WHAT IS BEING ASKED:
Please go through the records below and return every line holding the word "rock".

━━━━━ AVAILABLE DATA

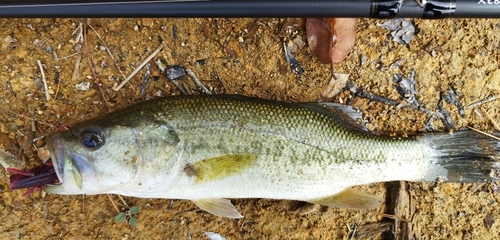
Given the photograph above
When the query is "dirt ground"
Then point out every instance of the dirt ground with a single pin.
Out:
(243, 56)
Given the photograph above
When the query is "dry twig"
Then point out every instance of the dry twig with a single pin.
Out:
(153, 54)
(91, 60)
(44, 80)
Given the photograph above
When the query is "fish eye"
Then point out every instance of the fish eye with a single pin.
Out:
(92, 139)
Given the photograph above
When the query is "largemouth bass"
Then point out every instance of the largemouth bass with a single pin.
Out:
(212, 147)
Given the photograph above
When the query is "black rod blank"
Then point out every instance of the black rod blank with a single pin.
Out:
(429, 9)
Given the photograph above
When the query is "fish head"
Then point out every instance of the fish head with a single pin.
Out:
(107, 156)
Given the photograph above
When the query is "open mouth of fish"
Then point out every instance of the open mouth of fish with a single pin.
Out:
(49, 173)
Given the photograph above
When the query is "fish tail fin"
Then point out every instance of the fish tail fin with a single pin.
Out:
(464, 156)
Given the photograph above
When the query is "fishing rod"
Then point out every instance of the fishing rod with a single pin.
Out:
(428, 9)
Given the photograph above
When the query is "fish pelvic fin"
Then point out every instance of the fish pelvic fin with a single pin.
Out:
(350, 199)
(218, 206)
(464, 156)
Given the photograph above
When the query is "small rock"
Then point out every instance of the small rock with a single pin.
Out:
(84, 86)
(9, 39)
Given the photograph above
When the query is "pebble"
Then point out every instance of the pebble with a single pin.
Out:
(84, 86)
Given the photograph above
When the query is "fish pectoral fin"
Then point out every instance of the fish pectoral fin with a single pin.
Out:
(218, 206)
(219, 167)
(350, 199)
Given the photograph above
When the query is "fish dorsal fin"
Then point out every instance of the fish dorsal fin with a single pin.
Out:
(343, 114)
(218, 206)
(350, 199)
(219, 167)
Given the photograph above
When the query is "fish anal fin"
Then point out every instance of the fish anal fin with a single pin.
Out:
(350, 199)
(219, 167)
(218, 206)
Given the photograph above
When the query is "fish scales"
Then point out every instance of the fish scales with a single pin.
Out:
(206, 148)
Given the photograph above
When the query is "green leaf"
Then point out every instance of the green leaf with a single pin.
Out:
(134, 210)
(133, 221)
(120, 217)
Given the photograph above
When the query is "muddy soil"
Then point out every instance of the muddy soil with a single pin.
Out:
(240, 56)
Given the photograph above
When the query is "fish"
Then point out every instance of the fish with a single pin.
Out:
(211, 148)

━━━━━━━━━━
━━━━━ AVAILABLE DATA

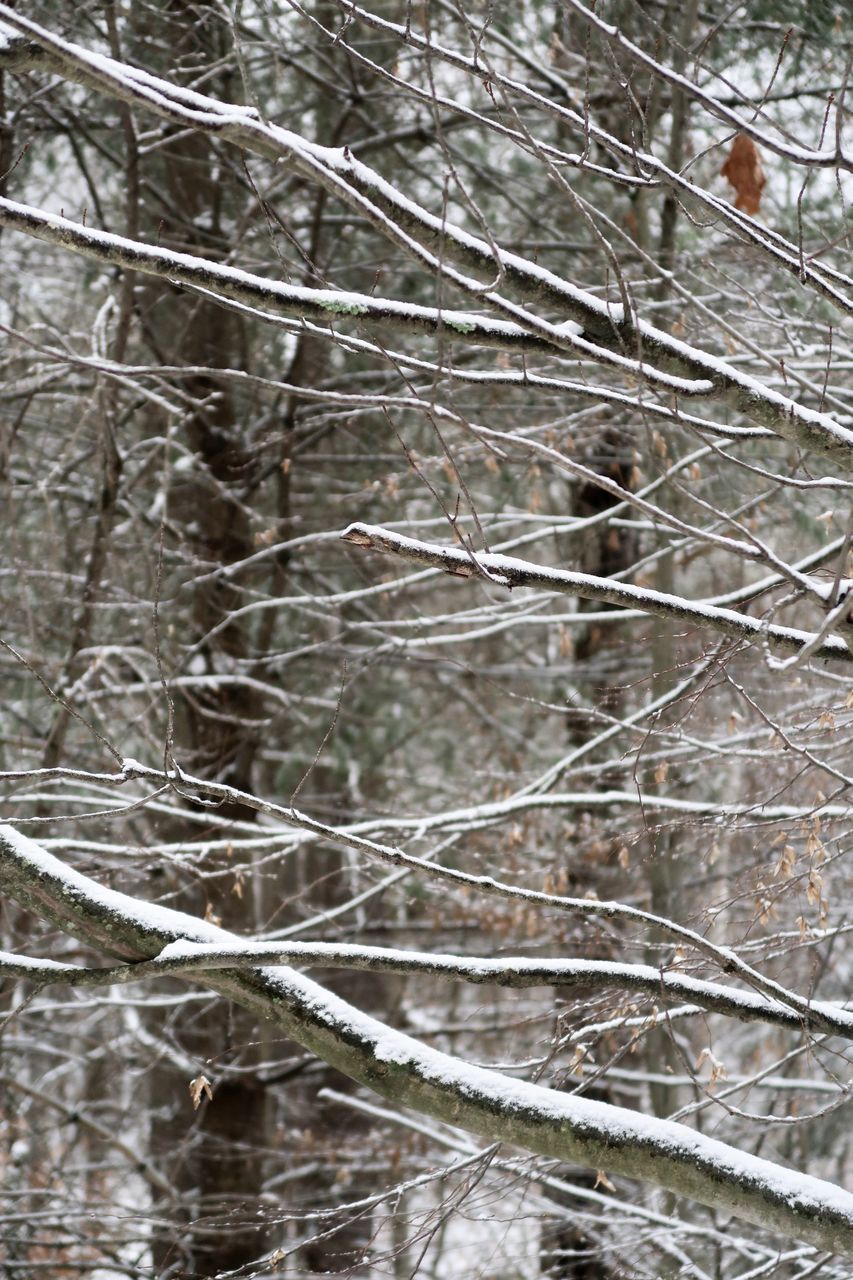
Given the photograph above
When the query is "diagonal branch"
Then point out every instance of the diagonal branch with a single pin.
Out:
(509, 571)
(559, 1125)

━━━━━━━━━━

SOLUTION:
When the query is "small rock"
Then point out every instance of the small rock with a single pin.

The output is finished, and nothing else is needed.